■ LISTING ■
******

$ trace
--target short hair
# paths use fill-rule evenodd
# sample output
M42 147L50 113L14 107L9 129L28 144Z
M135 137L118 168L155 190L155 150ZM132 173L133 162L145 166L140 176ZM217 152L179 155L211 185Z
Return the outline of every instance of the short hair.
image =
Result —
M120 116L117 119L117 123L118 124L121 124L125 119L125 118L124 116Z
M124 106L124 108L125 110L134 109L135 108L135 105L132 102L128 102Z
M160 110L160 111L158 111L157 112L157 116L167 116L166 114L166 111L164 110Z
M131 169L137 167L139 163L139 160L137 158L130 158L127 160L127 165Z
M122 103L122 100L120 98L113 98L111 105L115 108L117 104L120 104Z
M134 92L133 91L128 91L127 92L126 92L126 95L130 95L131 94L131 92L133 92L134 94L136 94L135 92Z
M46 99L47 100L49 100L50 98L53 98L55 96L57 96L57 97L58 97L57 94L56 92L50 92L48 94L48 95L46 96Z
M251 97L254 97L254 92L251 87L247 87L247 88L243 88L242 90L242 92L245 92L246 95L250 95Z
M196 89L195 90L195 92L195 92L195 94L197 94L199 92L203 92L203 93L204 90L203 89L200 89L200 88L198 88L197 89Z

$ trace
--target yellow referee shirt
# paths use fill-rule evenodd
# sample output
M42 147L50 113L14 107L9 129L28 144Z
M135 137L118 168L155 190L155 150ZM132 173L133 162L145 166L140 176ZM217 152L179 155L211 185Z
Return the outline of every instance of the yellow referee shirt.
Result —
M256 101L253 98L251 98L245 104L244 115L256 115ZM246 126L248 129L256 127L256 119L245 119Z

******

■ WRITTEN EXERCISE ■
Rewrite the lines from the very first one through the line containing "M120 116L117 119L117", changing "short hair" to "curly hair" and keeping everything else the same.

■ THE COMPLETED TASK ■
$ trace
--target curly hair
# paths use fill-rule evenodd
# sample output
M42 147L50 113L14 107L9 129L28 144Z
M135 137L118 168L155 190L155 150ZM132 173L133 162L145 166L140 176ZM217 152L179 155L211 185Z
Return the outline of every instance of the curly hair.
image =
Result —
M120 116L117 119L117 123L118 124L121 124L125 119L125 118L124 116Z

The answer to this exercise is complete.